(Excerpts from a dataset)
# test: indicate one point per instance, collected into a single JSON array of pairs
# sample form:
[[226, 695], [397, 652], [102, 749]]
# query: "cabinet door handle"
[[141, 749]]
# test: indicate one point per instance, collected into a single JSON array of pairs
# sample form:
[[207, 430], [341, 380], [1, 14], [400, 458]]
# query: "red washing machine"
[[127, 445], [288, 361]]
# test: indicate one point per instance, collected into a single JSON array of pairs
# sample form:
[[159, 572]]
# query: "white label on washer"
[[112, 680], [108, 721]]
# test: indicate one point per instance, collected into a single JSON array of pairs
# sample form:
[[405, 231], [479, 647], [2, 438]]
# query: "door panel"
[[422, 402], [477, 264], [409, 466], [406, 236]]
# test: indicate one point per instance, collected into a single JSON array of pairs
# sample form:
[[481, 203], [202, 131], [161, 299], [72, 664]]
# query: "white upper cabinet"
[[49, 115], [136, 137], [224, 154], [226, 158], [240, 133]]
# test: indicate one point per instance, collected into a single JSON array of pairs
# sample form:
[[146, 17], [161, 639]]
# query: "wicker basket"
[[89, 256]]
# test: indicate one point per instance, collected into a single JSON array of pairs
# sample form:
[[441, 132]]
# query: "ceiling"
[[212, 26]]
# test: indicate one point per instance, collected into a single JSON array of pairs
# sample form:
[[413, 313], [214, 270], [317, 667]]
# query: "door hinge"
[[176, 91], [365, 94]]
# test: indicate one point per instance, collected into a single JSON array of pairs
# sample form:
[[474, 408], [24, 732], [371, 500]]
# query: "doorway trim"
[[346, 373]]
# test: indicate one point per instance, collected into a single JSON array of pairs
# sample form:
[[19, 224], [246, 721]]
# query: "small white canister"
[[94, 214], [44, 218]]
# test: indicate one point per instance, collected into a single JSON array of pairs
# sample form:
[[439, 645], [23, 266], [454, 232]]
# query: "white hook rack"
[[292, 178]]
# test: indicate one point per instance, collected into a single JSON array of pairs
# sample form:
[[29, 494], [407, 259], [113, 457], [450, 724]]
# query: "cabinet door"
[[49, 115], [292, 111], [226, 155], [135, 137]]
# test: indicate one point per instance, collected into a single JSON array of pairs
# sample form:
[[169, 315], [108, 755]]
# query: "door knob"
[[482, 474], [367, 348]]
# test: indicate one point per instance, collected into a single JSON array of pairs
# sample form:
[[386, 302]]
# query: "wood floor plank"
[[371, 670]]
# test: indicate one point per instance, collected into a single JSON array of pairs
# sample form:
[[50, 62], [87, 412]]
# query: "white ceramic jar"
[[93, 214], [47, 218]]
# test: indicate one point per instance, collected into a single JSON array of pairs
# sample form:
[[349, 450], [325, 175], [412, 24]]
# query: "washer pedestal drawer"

*WHAT YOU WILL DO*: Beginning of the records through the line with "[[159, 572]]": return that span exactly and stop there.

*YOUR SOLUTION*:
# test: indicate one point per instance, collected into a single JSON array of pairs
# sample form:
[[226, 695], [397, 652], [102, 749]]
# query: "cabinet door handle"
[[141, 749]]
# test: indicate one point per instance, collected into a single JSON array of pairs
# sample form:
[[207, 430], [341, 380], [1, 14], [400, 458]]
# query: "red washing machine"
[[127, 445], [288, 361]]
# test: indicate one point per instance, collected into a single JSON array of pairs
# sample form:
[[159, 572]]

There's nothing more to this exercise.